::: BLOCCO DI TESTO :::

Una vita filiale, piena di fiducia e
di confidenza nei confronti di Dio nostro Padre nel nostro umile quotidiano e una vita fraterna, attraverso libere
relazioni che rendono la nostra vita più bella, più intensa e più umana. Se
l’incontro con Gesù ci ha cambiato davvero la vita, se ci ha trasformato il
cuore, allora possiamo approfondire sempre di più la nostra conoscenza di lui, sperimentare
più a fondo la verità del vangelo e quindi offrire agli altri, “con dolcezza e rispetto”, la ragione
della speranza che ci abita. Vivendo come figli
della luce, possiamo irradiare nel nostro ambiente la gioia del Risorto, che ha
vinto le tenebre del mondo. E’ Lui la nostra speranza.
Siamo poi chiamati ad amare Gesù, pienamente uomo e insieme
pienamente Dio. La carne di Gesù è il corpo del Figlio, è il Dio-Figlio in
mezzo a noi. Attraverso la sua umanità,
Cristo si rivela luce del mondo con i suoi atti e le sue parole nell’ intera
sua esistenza. Quanto più conosciamo Gesù e sperimentiamo da discepoli la vita
nuova del Battesimo, tanto più ci sarà dato, per grazia dello Spirito Santo, la
possibilità di amarlo.

::: ESTRATTI DI DATI :::

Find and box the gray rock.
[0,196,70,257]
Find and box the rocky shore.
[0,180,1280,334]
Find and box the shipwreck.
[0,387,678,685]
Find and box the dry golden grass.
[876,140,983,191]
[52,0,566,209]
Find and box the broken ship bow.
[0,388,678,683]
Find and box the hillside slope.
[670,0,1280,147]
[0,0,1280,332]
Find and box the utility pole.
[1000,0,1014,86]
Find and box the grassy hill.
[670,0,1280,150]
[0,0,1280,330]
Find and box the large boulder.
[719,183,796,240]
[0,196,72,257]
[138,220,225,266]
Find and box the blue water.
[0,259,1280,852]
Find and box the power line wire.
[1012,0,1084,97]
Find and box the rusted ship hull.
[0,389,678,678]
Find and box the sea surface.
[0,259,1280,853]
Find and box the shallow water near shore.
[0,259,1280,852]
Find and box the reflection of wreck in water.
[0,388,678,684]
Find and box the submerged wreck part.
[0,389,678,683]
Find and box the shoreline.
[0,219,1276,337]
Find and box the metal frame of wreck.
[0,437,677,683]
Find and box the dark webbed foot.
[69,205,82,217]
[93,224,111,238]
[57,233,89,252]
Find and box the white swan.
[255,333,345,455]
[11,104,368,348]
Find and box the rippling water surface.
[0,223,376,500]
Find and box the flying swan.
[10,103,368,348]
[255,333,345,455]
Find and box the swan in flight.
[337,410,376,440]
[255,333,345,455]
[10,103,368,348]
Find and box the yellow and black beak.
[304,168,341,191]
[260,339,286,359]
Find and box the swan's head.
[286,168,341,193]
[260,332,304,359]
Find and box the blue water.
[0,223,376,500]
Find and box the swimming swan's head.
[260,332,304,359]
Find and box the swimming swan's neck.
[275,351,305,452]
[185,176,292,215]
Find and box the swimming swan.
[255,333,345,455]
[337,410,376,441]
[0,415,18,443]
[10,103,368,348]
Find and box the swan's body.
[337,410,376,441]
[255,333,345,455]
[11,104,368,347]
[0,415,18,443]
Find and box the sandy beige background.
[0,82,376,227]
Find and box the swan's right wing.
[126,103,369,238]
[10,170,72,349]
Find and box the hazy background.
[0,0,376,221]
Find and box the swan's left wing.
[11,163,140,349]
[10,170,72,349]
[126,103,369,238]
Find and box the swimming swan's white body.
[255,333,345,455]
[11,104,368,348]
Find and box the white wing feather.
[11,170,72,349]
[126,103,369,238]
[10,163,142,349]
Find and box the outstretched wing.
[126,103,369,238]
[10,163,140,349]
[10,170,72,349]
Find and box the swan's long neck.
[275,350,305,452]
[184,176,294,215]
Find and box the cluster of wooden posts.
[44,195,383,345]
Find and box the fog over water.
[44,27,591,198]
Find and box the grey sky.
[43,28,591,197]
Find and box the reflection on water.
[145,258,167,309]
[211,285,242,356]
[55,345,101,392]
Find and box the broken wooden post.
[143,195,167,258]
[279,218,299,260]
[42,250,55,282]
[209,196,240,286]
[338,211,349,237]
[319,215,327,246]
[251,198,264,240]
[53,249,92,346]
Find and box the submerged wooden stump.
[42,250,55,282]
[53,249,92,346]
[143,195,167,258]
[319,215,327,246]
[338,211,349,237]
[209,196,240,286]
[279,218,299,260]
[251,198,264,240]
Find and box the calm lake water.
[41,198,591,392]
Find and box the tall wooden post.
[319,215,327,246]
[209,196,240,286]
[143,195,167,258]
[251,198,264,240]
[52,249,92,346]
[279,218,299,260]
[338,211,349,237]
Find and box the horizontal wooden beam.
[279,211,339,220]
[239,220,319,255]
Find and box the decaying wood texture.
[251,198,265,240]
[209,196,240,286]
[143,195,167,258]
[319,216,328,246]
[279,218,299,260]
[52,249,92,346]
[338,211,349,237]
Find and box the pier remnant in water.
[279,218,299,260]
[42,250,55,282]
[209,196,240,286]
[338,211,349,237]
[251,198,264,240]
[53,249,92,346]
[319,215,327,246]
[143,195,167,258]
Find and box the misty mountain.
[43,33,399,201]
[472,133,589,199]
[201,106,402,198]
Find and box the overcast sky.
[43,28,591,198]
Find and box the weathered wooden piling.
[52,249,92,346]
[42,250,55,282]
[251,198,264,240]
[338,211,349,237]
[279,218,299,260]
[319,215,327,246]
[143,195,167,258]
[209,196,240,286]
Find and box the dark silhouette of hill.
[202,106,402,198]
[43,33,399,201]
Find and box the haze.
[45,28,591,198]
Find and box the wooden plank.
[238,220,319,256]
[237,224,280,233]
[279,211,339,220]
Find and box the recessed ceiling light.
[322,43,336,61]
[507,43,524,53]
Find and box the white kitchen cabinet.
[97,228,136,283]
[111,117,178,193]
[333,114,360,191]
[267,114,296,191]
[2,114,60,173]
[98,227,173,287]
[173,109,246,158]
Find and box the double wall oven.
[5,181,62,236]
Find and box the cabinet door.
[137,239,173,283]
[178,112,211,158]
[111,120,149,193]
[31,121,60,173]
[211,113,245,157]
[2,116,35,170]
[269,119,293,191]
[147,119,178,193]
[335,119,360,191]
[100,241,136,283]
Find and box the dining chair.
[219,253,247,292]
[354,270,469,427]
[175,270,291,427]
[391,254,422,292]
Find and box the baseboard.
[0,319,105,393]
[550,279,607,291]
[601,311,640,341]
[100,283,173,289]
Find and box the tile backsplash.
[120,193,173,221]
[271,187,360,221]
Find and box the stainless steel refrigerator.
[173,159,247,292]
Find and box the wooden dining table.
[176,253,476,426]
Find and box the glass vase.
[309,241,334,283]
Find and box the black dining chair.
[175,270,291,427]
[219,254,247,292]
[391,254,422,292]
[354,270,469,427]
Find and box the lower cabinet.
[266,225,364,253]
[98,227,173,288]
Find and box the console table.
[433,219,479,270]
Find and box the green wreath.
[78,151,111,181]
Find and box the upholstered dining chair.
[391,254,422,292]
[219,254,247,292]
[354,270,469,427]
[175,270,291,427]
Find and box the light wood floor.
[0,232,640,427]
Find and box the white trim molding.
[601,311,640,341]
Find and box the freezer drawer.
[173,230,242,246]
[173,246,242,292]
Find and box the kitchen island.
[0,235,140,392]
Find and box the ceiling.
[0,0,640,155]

:::

> **COSA FARAI**:
Prosegui il testo sulla vita cristiana e sull'amore per Gesù, riprendendo subito dopo la sua ultima frase. I record riportati provengono da una fonte diversa.

> **RISULTATO DEL COMPITO**:
L’amore, tuttavia, per sua natura, non può essere imposto, anche perché esso viene
innanzitutto donato alla nostra libertà, prima di ogni nostra risposta e al di
là di ogni nostro merito, dal momento che è Dio ad aver preso per primo l’ iniziativa di amarci. Nella vita di ogni
giorno possiamo sperimentare in tanti modi l’amore di Dio, riconoscendolo
anche attraverso la sollecitudine e la cura dei fratelli nei nostri riguardi.
Da qui, come risposta, può fiorire in noi l’amore per Gesù, memori della sua promessa nel Vangelo di oggi: “Chi
ama me sarà amato dal Padre
mio e anch’io lo amerò e mi manifesterò a lui”. Al discepolo che si rivolge
nella fede e nell’amore al suo Signore, desideroso di adempiere i suoi
comandamenti, Gesù si manifesterà intimamente con una forza ancora maggiore.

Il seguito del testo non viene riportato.